§ **Directive**
Return the records that follow, matching each one exactly.

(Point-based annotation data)
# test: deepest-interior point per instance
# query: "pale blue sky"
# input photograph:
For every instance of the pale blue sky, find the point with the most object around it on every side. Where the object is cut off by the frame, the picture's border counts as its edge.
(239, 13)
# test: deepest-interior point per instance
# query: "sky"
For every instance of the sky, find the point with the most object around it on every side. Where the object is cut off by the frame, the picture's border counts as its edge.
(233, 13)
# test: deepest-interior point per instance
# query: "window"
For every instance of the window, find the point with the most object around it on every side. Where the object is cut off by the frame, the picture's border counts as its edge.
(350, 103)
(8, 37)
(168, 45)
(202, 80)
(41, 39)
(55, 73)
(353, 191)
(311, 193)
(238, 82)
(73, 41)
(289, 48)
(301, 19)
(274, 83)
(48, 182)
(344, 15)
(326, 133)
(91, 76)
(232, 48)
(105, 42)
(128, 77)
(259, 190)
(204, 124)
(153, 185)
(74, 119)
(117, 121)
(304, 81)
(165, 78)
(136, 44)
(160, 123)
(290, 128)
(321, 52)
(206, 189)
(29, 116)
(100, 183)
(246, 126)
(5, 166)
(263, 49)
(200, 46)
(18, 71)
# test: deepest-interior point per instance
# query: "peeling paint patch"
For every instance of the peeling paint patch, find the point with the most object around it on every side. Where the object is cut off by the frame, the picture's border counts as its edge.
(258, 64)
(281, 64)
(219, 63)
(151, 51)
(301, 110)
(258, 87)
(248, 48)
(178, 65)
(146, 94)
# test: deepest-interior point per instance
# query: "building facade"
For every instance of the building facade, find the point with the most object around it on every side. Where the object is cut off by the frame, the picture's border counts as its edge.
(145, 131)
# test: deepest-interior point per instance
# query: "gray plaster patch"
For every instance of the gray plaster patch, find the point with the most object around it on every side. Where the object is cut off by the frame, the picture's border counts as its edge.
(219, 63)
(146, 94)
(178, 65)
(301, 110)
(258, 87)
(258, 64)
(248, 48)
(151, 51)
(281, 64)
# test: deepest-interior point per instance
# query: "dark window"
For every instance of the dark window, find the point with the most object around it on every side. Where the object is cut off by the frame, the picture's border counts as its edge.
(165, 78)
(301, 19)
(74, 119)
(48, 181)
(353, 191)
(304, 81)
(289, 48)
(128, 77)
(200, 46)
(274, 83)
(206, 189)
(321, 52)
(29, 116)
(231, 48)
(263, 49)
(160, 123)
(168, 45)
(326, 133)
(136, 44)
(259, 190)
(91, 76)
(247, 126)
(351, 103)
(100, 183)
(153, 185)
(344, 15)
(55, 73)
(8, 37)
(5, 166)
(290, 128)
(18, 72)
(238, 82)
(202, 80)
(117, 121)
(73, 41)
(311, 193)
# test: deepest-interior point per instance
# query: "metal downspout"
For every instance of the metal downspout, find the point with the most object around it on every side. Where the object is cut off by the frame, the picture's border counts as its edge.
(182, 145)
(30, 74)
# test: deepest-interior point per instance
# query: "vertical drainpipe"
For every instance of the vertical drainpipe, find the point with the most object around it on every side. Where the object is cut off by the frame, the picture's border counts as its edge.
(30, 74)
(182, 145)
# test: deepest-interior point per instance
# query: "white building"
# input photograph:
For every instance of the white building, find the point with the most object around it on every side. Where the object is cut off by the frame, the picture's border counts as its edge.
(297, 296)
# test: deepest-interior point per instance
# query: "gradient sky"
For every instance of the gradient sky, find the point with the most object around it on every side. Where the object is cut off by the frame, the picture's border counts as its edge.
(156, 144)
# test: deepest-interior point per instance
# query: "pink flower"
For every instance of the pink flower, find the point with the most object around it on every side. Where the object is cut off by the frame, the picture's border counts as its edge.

§ **The answer**
# test: deepest-interior point per instance
# query: "pale blue sky"
# input photograph:
For every instance of the pale blue sky, find the point with the most object around it on every side. Where the object is cut off by the frame, the picture's border counts as its edge.
(239, 13)
# test: deepest-interior point per instance
# query: "sky"
For every instance of the sky, find the point with the most object around it on every side. Where the object is cut off by the frame, the picture's border counts as its edge.
(233, 13)
# test: deepest-interior point per instance
# query: "window"
For every instance of the window, find the point with the most object around it on every side. Where the object is cut off by the frame, the picture's border counts as its edge.
(350, 103)
(8, 37)
(168, 45)
(202, 80)
(41, 39)
(55, 73)
(353, 191)
(311, 193)
(238, 82)
(73, 41)
(289, 48)
(301, 19)
(274, 83)
(48, 182)
(344, 15)
(326, 133)
(91, 76)
(232, 48)
(105, 42)
(128, 77)
(259, 190)
(204, 124)
(153, 185)
(74, 119)
(117, 121)
(304, 81)
(165, 78)
(136, 44)
(160, 123)
(290, 128)
(321, 52)
(206, 189)
(29, 116)
(100, 183)
(246, 126)
(5, 166)
(263, 49)
(200, 46)
(18, 71)
# test: deepest-interior point per instance
# query: "peeling paint patch"
For every instance of the peeling paint patch, find the point with the most object around it on every side. Where the object is cut off by the frame, the picture's border counts as its edge.
(258, 64)
(281, 64)
(219, 63)
(151, 51)
(301, 110)
(258, 87)
(248, 48)
(178, 65)
(146, 94)
# test: deepest-interior point per instance
# query: "building facade"
For every instance of the building facade, find the point with the most object around it on every side. Where the object is cut off by the frame, the picture's border counts as its edge.
(145, 131)
# test: deepest-interior point per instance
# query: "gray plaster patch"
For every instance of the gray plaster patch, find the point with the most object around it on every side. Where the object is cut off by the frame, the picture's border counts as its edge.
(219, 63)
(146, 94)
(178, 65)
(301, 110)
(258, 87)
(258, 64)
(248, 48)
(151, 51)
(281, 64)
# test: deepest-interior point per instance
# query: "dark window"
For every instance of the dark window, find the point with the most object around it on every side. Where the object is cut off by the frame, the picture's border counts as its edge.
(165, 78)
(301, 19)
(74, 119)
(48, 181)
(353, 191)
(304, 81)
(289, 48)
(128, 77)
(200, 46)
(274, 83)
(206, 189)
(321, 52)
(29, 116)
(231, 48)
(263, 49)
(160, 123)
(168, 45)
(326, 133)
(136, 44)
(259, 190)
(91, 76)
(247, 126)
(351, 103)
(100, 183)
(153, 185)
(344, 15)
(55, 73)
(8, 37)
(5, 166)
(290, 128)
(18, 72)
(238, 82)
(202, 80)
(117, 121)
(73, 41)
(311, 193)
# test: deepest-interior point per instance
# query: "metal downspout"
For every instance of the metal downspout, find the point with the most object around it on every side. Where the object is cut off by the frame, the picture's border counts as its edge.
(182, 145)
(30, 74)
# test: deepest-interior point per instance
# query: "vertical drainpipe"
For every instance of the vertical drainpipe, find the point with the most object around it on every side. Where the object is cut off by the frame, the picture's border counts as its edge.
(30, 74)
(182, 145)
# test: deepest-interior point per instance
# query: "white building"
# input photograph:
For every instance of the white building, find the point with the most object around it on every side. Where the object is cut off by the frame, the picture's border counts as its edge.
(297, 296)
# test: deepest-interior point per instance
# query: "gradient sky"
For every instance of the gradient sky, find the point with the most object around it on every side. Where the object is cut off by the frame, the picture's border counts as its edge.
(156, 144)
# test: deepest-interior point per instance
# query: "pink flower"
For every instance of the pink flower, find the point with the most object around it on every side. Where the object is cut off by the frame, the picture's border counts as its edge.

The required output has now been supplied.